Record extracts:
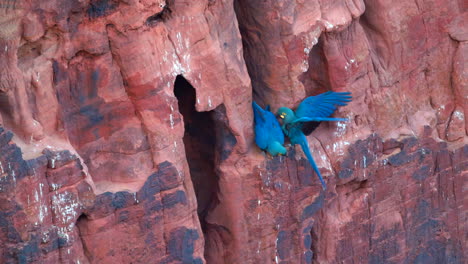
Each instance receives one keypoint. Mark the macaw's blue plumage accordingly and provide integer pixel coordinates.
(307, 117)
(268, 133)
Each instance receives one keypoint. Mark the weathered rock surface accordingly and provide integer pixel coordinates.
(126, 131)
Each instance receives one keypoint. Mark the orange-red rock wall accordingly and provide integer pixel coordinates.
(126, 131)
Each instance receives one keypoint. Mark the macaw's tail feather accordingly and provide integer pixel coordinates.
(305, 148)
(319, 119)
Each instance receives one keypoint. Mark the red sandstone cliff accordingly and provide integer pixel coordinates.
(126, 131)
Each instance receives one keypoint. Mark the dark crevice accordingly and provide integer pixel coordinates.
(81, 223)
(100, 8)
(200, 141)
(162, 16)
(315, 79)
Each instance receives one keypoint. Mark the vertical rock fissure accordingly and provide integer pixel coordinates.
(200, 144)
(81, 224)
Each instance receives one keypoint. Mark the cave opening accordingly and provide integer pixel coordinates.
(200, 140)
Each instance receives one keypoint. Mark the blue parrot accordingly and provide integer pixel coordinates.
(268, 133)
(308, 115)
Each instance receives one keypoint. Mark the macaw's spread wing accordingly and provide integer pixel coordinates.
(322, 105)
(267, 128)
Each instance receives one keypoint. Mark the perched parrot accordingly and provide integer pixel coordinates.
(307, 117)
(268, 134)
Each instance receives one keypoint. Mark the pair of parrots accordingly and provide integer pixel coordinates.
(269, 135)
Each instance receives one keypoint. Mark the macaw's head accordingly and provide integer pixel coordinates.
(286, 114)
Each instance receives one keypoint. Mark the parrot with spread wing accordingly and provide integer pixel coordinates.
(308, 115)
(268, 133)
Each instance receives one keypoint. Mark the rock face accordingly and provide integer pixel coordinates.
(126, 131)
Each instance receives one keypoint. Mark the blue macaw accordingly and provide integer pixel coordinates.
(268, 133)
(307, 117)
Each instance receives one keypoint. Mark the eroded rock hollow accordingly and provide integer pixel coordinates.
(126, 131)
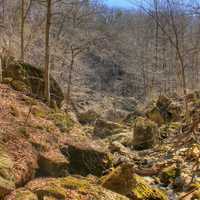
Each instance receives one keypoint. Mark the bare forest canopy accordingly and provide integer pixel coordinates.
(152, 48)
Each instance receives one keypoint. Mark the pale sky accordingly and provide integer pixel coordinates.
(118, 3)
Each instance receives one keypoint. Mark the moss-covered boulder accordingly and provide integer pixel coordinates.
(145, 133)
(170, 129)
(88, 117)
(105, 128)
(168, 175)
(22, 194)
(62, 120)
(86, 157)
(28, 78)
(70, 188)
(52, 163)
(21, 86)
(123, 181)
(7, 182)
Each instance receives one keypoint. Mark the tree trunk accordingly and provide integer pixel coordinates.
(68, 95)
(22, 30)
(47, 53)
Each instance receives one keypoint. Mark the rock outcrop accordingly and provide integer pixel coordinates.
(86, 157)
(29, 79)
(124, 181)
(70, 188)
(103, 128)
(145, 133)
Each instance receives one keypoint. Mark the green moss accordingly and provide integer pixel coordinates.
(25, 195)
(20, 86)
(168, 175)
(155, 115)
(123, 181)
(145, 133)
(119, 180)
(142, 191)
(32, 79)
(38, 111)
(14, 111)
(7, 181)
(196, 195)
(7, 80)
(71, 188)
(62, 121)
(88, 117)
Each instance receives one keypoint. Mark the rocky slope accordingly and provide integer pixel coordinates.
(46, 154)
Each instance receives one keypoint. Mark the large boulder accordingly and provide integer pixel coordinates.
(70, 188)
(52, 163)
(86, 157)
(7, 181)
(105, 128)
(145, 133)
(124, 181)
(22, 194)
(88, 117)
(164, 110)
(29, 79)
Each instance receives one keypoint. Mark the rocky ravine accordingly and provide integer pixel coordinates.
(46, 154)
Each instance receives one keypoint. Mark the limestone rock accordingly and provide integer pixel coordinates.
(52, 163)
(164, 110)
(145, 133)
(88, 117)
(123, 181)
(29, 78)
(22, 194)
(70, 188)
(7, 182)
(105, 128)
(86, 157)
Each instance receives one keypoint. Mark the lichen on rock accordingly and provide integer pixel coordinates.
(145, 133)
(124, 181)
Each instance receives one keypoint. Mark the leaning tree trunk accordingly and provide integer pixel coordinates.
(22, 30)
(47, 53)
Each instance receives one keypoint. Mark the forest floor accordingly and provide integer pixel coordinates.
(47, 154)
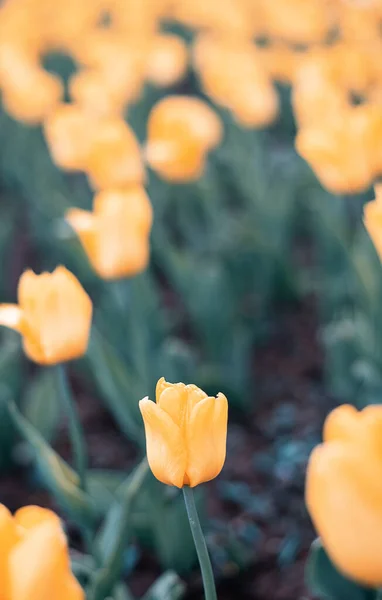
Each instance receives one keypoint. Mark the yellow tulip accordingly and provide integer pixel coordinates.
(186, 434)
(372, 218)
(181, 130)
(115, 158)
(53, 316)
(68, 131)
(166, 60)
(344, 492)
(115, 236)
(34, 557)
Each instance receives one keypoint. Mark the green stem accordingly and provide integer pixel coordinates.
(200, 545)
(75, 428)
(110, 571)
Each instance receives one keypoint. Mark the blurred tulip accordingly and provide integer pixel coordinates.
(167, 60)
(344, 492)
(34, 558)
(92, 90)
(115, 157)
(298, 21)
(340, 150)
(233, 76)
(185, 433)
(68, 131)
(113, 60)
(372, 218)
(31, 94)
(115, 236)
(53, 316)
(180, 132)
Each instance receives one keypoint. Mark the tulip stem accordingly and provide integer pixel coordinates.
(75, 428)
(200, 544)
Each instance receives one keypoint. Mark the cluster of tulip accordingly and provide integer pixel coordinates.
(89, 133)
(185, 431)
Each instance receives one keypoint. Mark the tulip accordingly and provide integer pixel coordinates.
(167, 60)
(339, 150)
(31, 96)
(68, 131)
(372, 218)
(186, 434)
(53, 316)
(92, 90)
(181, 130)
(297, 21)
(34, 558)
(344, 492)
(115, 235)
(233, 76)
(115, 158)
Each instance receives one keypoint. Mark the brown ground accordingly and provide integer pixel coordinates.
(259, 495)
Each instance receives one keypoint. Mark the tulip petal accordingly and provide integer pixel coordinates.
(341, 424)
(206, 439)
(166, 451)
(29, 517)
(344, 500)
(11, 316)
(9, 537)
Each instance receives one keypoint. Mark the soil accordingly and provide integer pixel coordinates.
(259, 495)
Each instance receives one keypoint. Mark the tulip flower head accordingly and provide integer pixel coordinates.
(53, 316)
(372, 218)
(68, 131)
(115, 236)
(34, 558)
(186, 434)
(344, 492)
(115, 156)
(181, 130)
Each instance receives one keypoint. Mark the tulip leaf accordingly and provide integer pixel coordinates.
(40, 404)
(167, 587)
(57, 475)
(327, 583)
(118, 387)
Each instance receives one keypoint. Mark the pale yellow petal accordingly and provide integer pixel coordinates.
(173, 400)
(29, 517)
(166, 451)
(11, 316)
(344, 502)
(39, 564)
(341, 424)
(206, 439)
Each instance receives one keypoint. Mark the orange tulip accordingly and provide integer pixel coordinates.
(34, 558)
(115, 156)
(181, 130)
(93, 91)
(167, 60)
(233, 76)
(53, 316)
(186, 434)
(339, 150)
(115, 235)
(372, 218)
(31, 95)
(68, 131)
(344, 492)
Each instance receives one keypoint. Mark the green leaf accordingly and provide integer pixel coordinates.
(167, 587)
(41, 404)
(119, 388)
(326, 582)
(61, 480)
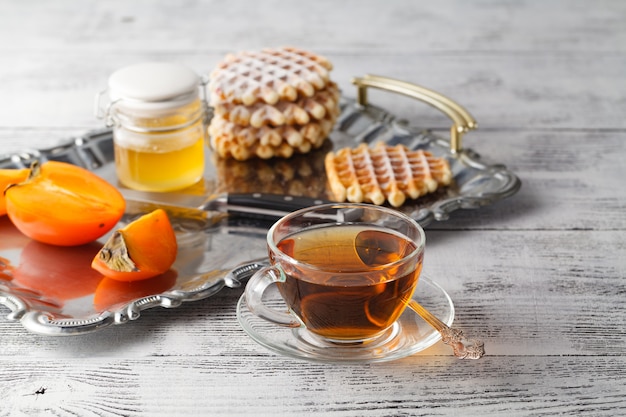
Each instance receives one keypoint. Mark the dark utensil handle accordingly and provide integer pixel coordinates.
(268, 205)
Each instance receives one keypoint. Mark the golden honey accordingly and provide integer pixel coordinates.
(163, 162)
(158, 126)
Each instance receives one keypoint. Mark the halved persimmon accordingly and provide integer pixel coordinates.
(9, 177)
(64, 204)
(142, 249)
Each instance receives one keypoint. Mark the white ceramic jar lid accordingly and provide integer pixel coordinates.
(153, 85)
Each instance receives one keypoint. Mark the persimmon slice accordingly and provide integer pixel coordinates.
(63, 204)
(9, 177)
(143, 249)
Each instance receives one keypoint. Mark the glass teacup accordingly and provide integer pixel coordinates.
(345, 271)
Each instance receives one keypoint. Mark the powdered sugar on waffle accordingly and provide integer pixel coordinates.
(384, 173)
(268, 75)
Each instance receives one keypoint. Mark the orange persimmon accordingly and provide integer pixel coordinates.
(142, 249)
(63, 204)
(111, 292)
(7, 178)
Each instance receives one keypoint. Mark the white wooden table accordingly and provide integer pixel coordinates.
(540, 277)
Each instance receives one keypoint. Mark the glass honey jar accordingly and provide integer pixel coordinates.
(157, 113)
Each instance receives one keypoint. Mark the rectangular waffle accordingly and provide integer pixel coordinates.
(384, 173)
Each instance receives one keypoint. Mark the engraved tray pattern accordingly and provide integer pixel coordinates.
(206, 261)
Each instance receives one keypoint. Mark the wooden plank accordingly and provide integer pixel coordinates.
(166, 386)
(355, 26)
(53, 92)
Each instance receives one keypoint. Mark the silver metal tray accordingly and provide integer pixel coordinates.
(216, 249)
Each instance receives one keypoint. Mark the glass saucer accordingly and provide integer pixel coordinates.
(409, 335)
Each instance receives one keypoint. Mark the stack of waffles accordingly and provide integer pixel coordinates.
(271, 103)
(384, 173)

...

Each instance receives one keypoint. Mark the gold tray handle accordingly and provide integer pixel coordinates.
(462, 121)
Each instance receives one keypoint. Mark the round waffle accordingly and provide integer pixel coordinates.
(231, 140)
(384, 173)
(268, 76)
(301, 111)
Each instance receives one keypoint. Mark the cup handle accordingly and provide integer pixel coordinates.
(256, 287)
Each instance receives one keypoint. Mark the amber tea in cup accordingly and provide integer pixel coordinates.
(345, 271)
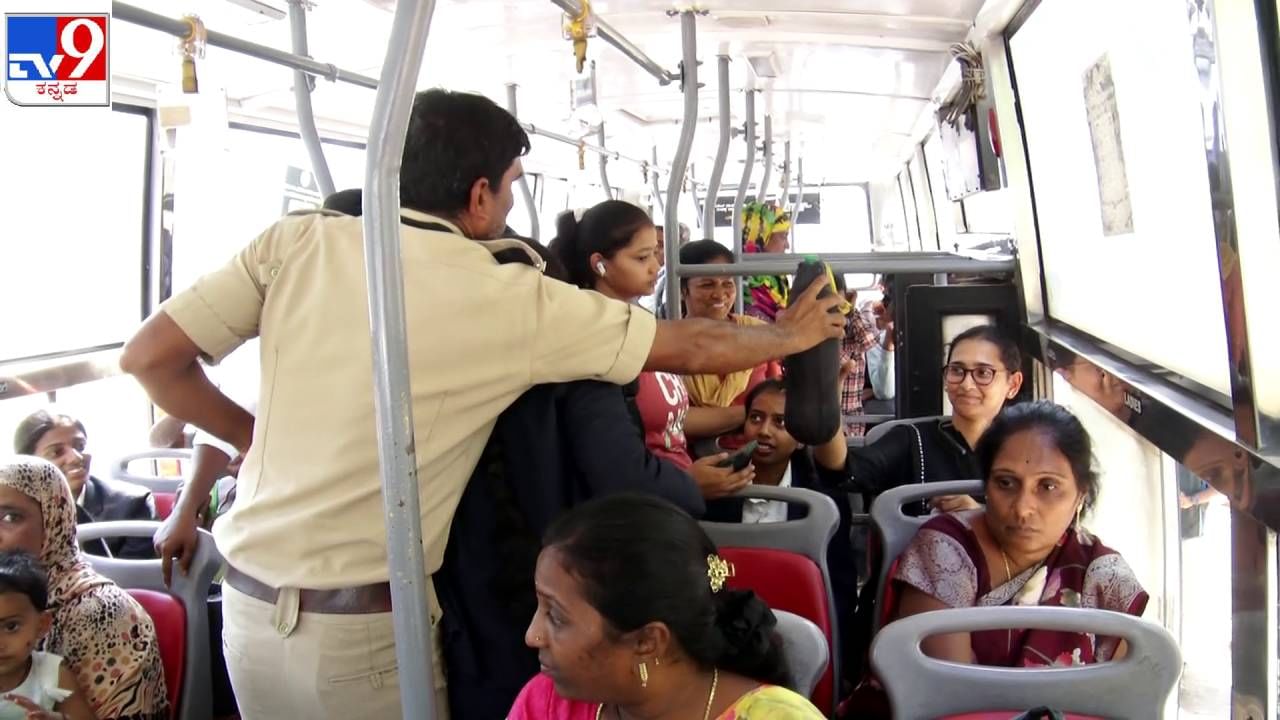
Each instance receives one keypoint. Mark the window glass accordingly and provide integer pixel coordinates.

---

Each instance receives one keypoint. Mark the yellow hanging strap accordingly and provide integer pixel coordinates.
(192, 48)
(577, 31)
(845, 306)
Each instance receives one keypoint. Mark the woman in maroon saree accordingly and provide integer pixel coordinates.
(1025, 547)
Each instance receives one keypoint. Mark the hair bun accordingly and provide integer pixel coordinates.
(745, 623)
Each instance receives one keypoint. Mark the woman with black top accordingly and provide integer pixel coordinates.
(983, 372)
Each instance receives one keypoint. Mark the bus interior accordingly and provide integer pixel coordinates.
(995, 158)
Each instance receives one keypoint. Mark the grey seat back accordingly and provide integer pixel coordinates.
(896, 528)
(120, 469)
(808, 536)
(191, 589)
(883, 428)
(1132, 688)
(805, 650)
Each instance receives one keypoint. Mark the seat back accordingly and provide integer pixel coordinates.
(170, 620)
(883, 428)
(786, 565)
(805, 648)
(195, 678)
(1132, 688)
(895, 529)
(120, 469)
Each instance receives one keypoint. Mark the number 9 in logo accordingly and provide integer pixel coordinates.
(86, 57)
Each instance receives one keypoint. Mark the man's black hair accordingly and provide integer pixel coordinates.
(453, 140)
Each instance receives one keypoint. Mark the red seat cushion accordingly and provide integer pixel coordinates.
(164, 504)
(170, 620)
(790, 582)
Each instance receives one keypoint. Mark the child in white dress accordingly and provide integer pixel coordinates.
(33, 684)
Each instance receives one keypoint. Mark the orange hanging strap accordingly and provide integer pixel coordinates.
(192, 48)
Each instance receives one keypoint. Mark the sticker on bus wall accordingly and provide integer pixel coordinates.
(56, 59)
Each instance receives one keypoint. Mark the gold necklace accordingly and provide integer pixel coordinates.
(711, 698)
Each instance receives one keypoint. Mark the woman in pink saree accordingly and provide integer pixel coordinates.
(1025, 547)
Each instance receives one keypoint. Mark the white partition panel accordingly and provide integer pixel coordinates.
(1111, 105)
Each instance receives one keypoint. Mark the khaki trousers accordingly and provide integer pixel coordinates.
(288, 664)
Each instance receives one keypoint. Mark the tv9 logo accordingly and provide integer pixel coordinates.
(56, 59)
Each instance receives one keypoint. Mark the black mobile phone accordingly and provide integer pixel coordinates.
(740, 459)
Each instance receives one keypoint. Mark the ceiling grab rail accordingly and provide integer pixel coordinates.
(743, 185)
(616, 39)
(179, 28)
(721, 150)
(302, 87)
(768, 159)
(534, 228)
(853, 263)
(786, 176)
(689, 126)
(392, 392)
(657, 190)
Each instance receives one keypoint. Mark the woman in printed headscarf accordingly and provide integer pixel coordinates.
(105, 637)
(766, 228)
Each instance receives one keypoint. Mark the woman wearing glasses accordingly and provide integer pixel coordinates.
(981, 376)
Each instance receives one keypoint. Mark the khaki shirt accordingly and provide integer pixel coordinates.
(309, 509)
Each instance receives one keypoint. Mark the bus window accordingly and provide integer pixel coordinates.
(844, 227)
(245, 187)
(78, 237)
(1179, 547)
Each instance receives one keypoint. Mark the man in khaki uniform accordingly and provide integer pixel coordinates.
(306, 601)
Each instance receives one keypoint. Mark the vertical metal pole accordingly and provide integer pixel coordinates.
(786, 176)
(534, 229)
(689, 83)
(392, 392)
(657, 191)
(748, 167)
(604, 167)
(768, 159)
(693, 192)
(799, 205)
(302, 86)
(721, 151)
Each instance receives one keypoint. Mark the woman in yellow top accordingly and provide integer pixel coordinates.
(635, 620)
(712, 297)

Set problem: Revise everything from the line containing "Each instance receives one keypoint. Mark the gold tray" down to the line containing "Each instance receives one keypoint. Mark the window" by replacing "amber tea" with "green tea" and leaving all else unchanged, and omit the picture from your answer.

Task output:
Each instance receives one keypoint. Mark the gold tray handle accordingly and provide integer pixel coordinates.
(462, 121)
Each instance receives one keypoint. Mark the round waffle accordingly and provide integer pixel coordinates.
(231, 140)
(384, 173)
(268, 76)
(301, 111)
Each instance receives one keypoint. Mark the cup handle accordingly and provide integer pixel coordinates.
(256, 287)
Each instance receives one keypoint. Mark the green tea in cup accordingly and provide integer pixel coordinates.
(345, 271)
Each instance receives one keypoint. Mark the window glass accordingly and provide integer pixel coordinates.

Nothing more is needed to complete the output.